**BACAAN:**
Kuota 11 Pemain Asing Super League 2025-2026 Dinilai Ancam Regenerasi Pemain Lokal
Langkah PT Liga Indonesia Baru (LIB) yang menetapkan kuota hingga 11 pemain asing untuk tiap klub di Super League musim 2025-2026 menimbulkan pro dan kontra. Aturan ini dibuat dengan tujuan meningkatkan daya saing klub Indonesia di level Asia, terutama dalam ajang kontinental. Namun, pengamat sepak bola nasional Akmal Marhali menilai kebijakan tersebut justru berpotensi merugikan pemain lokal.
Akmal menyoroti bahwa musim lalu, meskipun klub hanya diizinkan memiliki delapan pemain asing—dengan enam pemain boleh tampil di lapangan—kesempatan bermain bagi pemain lokal sudah sangat terbatas. Kini, dengan kebijakan baru yang mengizinkan delapan pemain asing langsung bermain, ia memprediksi situasinya akan semakin sulit.

**CUPLIKAN BARIS DATA:**
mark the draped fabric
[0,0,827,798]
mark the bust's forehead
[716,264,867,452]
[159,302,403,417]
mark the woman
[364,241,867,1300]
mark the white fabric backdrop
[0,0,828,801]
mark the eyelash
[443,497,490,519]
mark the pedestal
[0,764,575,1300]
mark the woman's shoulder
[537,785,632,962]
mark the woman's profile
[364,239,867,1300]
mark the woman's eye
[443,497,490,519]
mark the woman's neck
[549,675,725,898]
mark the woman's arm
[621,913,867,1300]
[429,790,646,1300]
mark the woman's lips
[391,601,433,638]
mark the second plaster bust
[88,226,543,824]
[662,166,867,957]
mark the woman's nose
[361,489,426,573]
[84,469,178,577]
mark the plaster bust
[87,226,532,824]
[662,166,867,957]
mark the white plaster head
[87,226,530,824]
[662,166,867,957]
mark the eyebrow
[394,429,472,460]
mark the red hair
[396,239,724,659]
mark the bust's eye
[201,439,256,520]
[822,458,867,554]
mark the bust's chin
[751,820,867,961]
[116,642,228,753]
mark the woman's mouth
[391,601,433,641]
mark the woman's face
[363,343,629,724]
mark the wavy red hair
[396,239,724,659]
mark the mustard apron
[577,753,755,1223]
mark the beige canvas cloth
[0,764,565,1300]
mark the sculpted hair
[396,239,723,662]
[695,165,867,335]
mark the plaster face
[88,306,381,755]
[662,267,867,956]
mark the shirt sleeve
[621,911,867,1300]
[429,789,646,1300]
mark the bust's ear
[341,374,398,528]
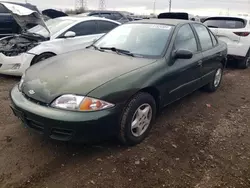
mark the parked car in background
[158,12,200,22]
[204,16,250,69]
[78,10,132,24]
[0,2,38,38]
[0,4,120,76]
[10,19,227,145]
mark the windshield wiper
[100,47,135,57]
[24,31,46,39]
[86,44,103,52]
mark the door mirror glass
[174,49,193,59]
[64,31,76,38]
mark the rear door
[165,24,202,104]
[192,23,222,85]
[204,17,247,45]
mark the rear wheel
[31,52,56,65]
[204,64,223,92]
[238,50,250,69]
[118,93,156,146]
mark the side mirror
[173,49,193,59]
[64,31,76,38]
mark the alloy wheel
[131,104,153,137]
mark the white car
[204,16,250,69]
[0,3,120,76]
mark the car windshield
[28,18,75,37]
[94,23,173,57]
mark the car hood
[0,2,50,34]
[22,49,155,104]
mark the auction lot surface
[0,69,250,188]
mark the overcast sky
[4,0,250,15]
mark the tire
[31,52,56,65]
[238,50,250,69]
[118,92,156,146]
[204,64,223,92]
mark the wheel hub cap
[131,104,152,137]
[214,68,222,87]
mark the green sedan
[10,19,227,146]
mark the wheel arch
[138,86,161,112]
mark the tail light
[234,32,250,37]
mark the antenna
[153,0,156,15]
[169,0,172,12]
[99,0,106,10]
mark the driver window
[174,24,198,53]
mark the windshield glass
[95,23,173,57]
[28,18,75,37]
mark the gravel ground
[0,69,250,188]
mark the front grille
[26,119,44,134]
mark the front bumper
[10,86,120,142]
[0,53,35,76]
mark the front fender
[88,61,165,104]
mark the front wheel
[204,64,223,92]
[118,93,156,146]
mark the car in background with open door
[0,3,120,76]
[204,16,250,69]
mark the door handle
[198,60,202,66]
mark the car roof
[206,15,250,20]
[89,10,121,13]
[133,19,200,25]
[55,16,120,24]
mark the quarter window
[193,24,213,51]
[69,21,97,36]
[175,24,198,53]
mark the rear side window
[97,21,118,33]
[209,31,218,46]
[204,17,247,29]
[175,24,198,53]
[193,24,213,51]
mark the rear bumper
[0,53,35,76]
[10,86,119,142]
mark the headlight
[51,95,114,111]
[18,74,25,91]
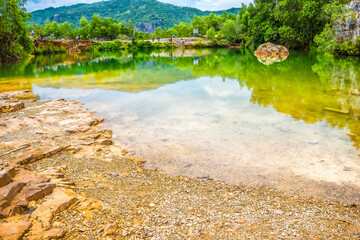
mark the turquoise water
[0,49,360,200]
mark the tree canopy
[0,0,32,63]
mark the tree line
[0,0,360,62]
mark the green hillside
[30,0,239,28]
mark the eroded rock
[254,42,290,58]
[0,102,25,113]
[0,170,10,187]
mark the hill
[30,0,239,28]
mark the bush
[218,39,229,47]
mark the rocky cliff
[335,0,360,42]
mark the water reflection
[257,56,288,65]
[0,49,360,202]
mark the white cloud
[26,0,252,12]
[195,0,251,11]
[26,0,103,12]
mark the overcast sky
[27,0,251,12]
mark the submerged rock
[257,57,287,65]
[335,0,360,42]
[254,42,289,59]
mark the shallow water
[0,49,360,201]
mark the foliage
[237,0,349,49]
[334,38,360,56]
[0,0,33,63]
[206,27,216,40]
[31,0,239,28]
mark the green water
[0,49,360,202]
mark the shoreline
[0,91,360,239]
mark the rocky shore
[0,91,360,239]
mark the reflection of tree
[0,49,360,146]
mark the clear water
[0,49,360,201]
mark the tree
[79,16,90,39]
[0,0,33,63]
[221,20,238,42]
[206,27,216,40]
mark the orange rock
[0,170,10,187]
[32,188,77,228]
[0,182,25,202]
[20,186,44,202]
[104,223,118,236]
[41,228,65,239]
[13,168,50,185]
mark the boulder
[0,170,10,187]
[0,220,31,240]
[104,223,118,236]
[0,182,25,202]
[0,102,25,113]
[254,43,289,58]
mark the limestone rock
[13,168,50,185]
[0,102,25,113]
[0,220,31,240]
[42,228,65,239]
[254,42,289,57]
[32,188,77,228]
[0,170,10,187]
[0,182,25,202]
[104,223,118,236]
[35,183,55,196]
[21,186,44,202]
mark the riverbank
[0,92,360,239]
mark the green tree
[221,20,238,42]
[206,27,216,40]
[0,0,33,63]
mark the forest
[0,0,360,62]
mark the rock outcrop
[0,91,122,239]
[335,0,360,42]
[254,42,289,57]
[254,43,289,65]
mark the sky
[26,0,251,12]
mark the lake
[0,49,360,202]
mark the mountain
[30,0,239,28]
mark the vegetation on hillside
[0,0,32,63]
[31,0,239,28]
[0,0,360,62]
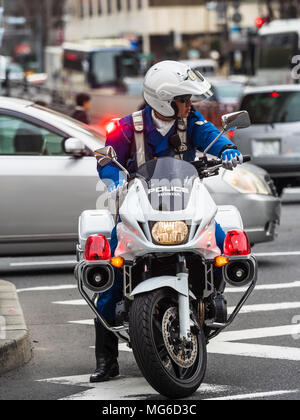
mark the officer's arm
[189,111,237,157]
[97,123,130,188]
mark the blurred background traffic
[0,0,300,253]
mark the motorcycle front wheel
[129,288,207,399]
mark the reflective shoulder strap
[132,111,146,168]
[175,118,187,159]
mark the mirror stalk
[203,129,226,156]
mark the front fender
[131,273,196,299]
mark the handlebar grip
[243,155,252,163]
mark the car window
[241,92,300,124]
[215,83,243,99]
[0,115,65,156]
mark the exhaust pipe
[82,262,115,293]
[223,257,257,287]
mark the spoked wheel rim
[152,296,203,384]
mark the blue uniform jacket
[98,106,236,185]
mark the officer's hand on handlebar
[222,149,244,171]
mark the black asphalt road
[0,201,300,400]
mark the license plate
[252,139,280,157]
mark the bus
[45,39,140,97]
[254,19,300,85]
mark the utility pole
[0,0,5,48]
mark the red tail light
[84,235,111,261]
[224,230,251,257]
[105,118,120,134]
[106,121,116,134]
[228,130,235,140]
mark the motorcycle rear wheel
[129,288,207,399]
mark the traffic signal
[255,17,265,29]
[255,16,271,29]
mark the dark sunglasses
[174,95,193,104]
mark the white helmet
[144,61,212,117]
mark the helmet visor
[156,69,212,101]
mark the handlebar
[192,155,251,178]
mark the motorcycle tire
[129,288,207,399]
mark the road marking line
[52,299,87,306]
[207,341,300,362]
[9,260,77,267]
[68,319,94,325]
[17,284,77,293]
[90,343,132,353]
[225,281,300,293]
[254,251,300,257]
[8,251,300,267]
[228,302,300,314]
[214,324,300,342]
[284,188,300,194]
[59,299,300,315]
[205,389,300,401]
[38,375,232,400]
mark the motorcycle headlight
[152,222,189,245]
[223,168,270,195]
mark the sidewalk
[0,280,31,375]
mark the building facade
[65,0,265,59]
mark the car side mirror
[94,146,117,167]
[94,146,130,177]
[63,138,86,157]
[222,111,251,131]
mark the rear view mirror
[222,111,251,131]
[94,146,129,177]
[94,146,117,167]
[63,138,85,157]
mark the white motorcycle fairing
[115,179,221,261]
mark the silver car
[0,98,280,255]
[234,85,300,195]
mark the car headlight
[152,222,189,245]
[223,168,270,195]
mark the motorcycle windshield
[137,157,198,211]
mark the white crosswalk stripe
[45,281,300,400]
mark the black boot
[90,320,119,383]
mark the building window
[89,0,93,17]
[98,0,102,16]
[107,0,112,15]
[79,0,84,19]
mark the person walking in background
[72,93,91,124]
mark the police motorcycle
[75,111,257,399]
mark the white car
[0,97,280,256]
[234,85,300,194]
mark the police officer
[90,61,243,382]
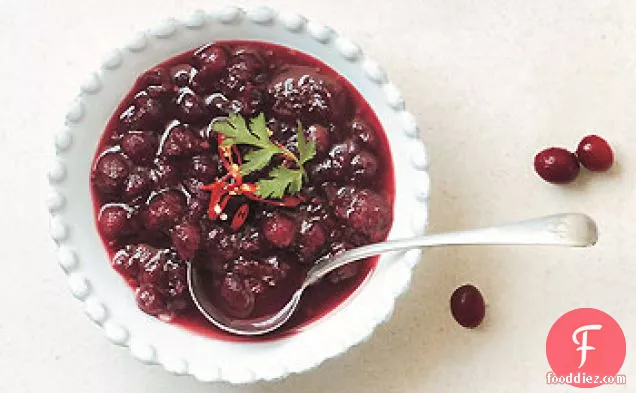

**SASARAN TUGAS:**
(a) Jawablah pertanyaan berikut berdasarkan bacaan tentang kuota pemain asing Super League:
(i) Berapa kuota pemain asing untuk tiap klub yang ditetapkan PT LIB pada musim 2025-2026?
(ii) Apa tujuan aturan tersebut dibuat?
(iii) Pada musim lalu, berapa pemain asing yang boleh tampil di lapangan?
(b) Catat setiap penyebutan jumlah pemain asing dalam bacaan tentang kuota pemain asing Super League, masing-masing dengan keterangannya.
(c) Teruskan bacaan tentang kuota pemain asing Super League mulai setelah kalimat terakhirnya.
Baris-baris data tersebut merupakan bahan tersendiri yang tidak berkaitan dengan bacaan.

**JAWABAN TUGAS:**
(a)
(i) Hingga 11 pemain asing.
(ii) Untuk meningkatkan daya saing klub Indonesia di level Asia, terutama dalam ajang kontinental.
(iii) Enam pemain.

(b)
- 11: kuota pemain asing untuk tiap klub di Super League musim 2025-2026
- Delapan: jumlah pemain asing yang boleh dimiliki klub pada musim lalu
- Enam: jumlah pemain asing yang boleh tampil di lapangan pada musim lalu
- Delapan: jumlah pemain asing yang kini diizinkan langsung bermain menurut kebijakan baru

(c)
Dampaknya bukan hanya pada klub, tetapi juga terhadap pembangunan tim nasional. Minimnya jam terbang bagi pemain lokal akan menyulitkan pelatih timnas menemukan pemain berkualitas yang siap bersaing di level internasional.
Dari sisi keuangan, Akmal juga mengingatkan potensi munculnya masalah baru. Bertambahnya jumlah pemain asing otomatis meningkatkan beban gaji dan biaya operasional klub. Padahal, tidak semua klub Indonesia memiliki kondisi finansial yang stabil. “Semakin banyak pemain asing, semakin besar pula potensi masalah finansial, seperti penunggakan gaji,” jelas Akmal, yang juga menjabat sebagai Koordinator Save Our Soccer.
Ia mencontohkan beberapa klub yang pernah terlibat kasus gaji pemain asing hingga berujung sanksi FIFA, termasuk Persija Jakarta, PSM Makassar, PSIS Semarang, hingga klub yang kini sudah tidak aktif seperti Persiwa Wamena dan Kalteng Putra.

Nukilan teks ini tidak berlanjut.